取り組む課題
[A] 下の『14歳からの仕事道』の書評で、著者の標語として挙げられている言葉は何か。
[B] 下の『14歳からの仕事道』の書評を、最後の文の後から書き進めてください。

文書抜粋
玄田有史『14歳からの仕事道』(理論社)+ニート論の弊害(再録)

2005-09-06 | Weblog
 村上龍の『13歳のハローワーク』が好評だった理由のひとつは、職業自体の選択でしか著者の主観的な評価を表現しなかったことにある。現代の仕事のパノラマとしては、社会的に非常に高い評価を得、そして目覚しい売れ行きを示したのは、著者のこの種の禁欲的な戦略が成功したためだろう。それに対して本書はほぼ同年齢の読者を対象にしながらも著者の仕事への考えを吐露した書き方になっている。本書の巻末には全国の労働相談コーナーやジョブカフェなどの公的な機関の問い合わせ一覧がかなりの比重で掲載されている。

 本書が重視している視点は、「ちゃんといいかげんに生きる」という著者の標語に表れているように、自分のやりたい仕事を見つけることに焦ることはない、というものである。そして自分が本当にやりたいと思っている仕事は人に説明することができるし、また人の仕事への熱意ある態度を理解する上で、共感という感情が重要である、とも本書では説かれている。これらはそれなりに傾聴に値するだろう。

データ抜粋
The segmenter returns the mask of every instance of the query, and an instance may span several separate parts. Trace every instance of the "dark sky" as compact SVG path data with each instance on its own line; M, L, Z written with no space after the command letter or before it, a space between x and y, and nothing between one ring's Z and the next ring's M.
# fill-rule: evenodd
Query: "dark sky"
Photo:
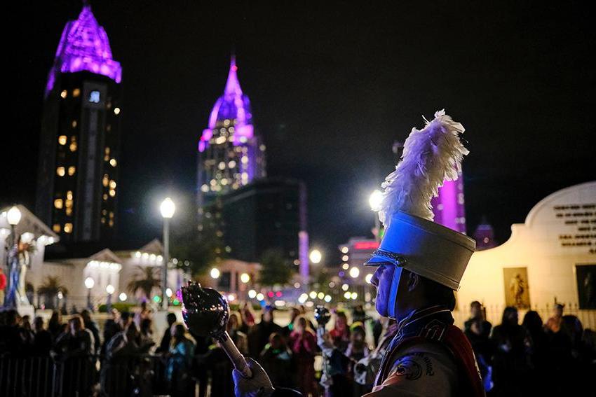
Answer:
M0 202L33 209L43 89L81 3L19 3L5 13ZM485 214L503 242L541 198L595 179L588 3L207 3L92 2L123 68L125 241L160 235L168 190L191 216L196 141L233 46L269 174L306 182L311 239L329 251L370 232L368 194L395 166L393 141L437 109L466 128L469 232Z

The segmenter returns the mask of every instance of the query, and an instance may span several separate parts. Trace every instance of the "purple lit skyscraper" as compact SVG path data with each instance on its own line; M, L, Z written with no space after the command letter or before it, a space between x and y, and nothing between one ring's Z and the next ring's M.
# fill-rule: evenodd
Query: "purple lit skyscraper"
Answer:
M41 120L36 213L64 242L114 234L121 80L107 35L86 4L62 31Z
M219 195L266 176L265 146L255 134L250 101L242 92L232 56L224 94L209 116L198 141L197 204L203 211Z

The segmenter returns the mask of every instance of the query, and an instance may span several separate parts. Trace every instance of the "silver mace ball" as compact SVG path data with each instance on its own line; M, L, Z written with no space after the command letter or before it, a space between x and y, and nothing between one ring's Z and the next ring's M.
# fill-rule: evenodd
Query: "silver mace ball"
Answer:
M244 377L252 377L246 360L232 342L226 328L230 318L228 301L222 294L198 283L189 282L181 288L182 318L191 331L196 335L214 338L229 357L234 367Z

演習の結果
[A] 「ちゃんといいかげんに生きる」

[B]
 しかし私は本書全体で、それはないだろう、という思いに何度も遭遇した。まず公務員や大企業の正社員とフリーターの仕事を比較して、前者(公務員や大企業の正社員)は雇用がかならずしも安定してはおらず、「不安定でもいいから、働きながらも変化すること自体を楽しんでみたい」人以外は、「ならないほうがいい」(34頁)と評価されている。他方で、フリーターについては、「よく、フリーターは正社員に比べて不安定だって言いますけれども、それだって本当かなあと思います」(35頁)とされている。

 仮に「安定」を収入の多寡や平均勤続年数、そして各種の社会的・企業内福祉サービスの享受から計れば、それは前者の公務員や大企業の正社員の方がはるかに恵まれている。例えば橘木俊詔の『脱フリーター社会』(東洋経済新報社)によれば、フリーターの年収別分布では199万円以下のものが6割以上、それに対して正社員はその割合が1割程度で、半数以上のものが300万円以上である。この収入格差がフリーターの7割近くが正社員志向になることをもたらしているといえる。著者の本書での姿勢はフリーターの実情を意図的に美化しているとさえいえる性質の悪いものに思える。

 さらにフリーターになって悩みことがあったら、「市町村の役場や区役所などに行くと必ず相談窓口がありますから、行ってみてください」(35頁)とあり、フリーター問題の丸投げである(相談窓口への丸投げ発言は本書に頻繁に登場する)。そしてこのフリーターの悩みの大半が自らの雇用状況の不安定性にあることを著者はまったく言及することはない。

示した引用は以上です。